**YOUR TASK:** From the abstract below on evaluating reasoning traces, list every phrase that begins with the word "human" or "human-centric."

**DOCUMENT SEGMENT:**
Reasoning traces produced by generative language models are increasingly used for tasks ranging from mathematical problem solving to automated fact checking. However, existing evaluation methods remain largely mechanical and fail to capture human-centric notions of reasoning quality in a way that generalizes across varied and progressively degraded reasoning. We introduce MarODE, an offline evaluation framework that assigns quality scores to reasoning traces. Its effectiveness is assessed using human-centric perturbations and human judgments, which jointly evaluate the fundamental dimensions of an evaluation metric - goodness and soundness. The approach is grounded in a Markovian formulation of reasoning progression and an ordinary differential equation based characterization of trace dynamics, enabling efficient evaluation of reasoning quality. In a large-scale evaluation, MarODE outperforms existing baselines by over 250% under Somers' D correlation. Our results emphasize the value of theory-driven evaluation frameworks as reasoning traces become central to language model-based systems.

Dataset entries
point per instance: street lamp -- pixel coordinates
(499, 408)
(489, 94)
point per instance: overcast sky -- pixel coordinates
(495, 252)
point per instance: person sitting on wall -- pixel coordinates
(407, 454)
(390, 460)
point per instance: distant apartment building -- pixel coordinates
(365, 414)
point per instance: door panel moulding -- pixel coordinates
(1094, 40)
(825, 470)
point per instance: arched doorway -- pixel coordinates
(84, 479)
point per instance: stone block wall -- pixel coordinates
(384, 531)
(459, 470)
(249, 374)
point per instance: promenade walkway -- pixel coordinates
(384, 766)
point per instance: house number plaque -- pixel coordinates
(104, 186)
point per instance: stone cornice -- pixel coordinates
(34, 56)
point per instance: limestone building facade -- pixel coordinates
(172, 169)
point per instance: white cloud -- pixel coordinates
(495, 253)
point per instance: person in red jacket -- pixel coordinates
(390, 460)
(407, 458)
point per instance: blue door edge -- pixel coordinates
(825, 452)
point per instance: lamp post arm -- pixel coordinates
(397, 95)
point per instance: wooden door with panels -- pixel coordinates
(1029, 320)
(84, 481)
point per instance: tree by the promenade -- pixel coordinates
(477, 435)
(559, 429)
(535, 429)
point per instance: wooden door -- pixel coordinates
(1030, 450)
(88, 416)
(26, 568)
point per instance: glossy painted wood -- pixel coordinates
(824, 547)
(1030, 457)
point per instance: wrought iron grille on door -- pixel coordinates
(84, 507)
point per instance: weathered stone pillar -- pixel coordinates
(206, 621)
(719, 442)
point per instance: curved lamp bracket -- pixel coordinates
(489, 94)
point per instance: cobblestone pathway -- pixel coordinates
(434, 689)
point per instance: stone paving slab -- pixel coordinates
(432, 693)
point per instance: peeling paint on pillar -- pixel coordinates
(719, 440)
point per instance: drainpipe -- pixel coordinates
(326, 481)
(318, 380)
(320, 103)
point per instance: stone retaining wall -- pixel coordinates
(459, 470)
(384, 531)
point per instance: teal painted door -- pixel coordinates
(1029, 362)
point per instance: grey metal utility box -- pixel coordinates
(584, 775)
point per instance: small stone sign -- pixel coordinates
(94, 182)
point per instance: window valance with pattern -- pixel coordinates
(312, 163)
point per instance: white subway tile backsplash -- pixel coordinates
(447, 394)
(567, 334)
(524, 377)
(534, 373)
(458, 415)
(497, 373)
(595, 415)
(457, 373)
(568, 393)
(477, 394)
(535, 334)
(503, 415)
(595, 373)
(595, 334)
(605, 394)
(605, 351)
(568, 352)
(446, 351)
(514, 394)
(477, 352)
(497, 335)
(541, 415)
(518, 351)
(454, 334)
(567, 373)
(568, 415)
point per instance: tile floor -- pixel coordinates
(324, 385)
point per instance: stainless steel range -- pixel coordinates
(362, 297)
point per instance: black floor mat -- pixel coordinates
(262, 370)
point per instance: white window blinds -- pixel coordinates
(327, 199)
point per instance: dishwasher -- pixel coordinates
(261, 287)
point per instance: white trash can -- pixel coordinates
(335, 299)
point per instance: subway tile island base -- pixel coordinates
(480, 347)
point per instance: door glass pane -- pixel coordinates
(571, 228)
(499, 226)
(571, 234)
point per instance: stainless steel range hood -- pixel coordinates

**TASK SOLUTION:**
- human-centric notions of reasoning quality
- human-centric perturbations
- human judgments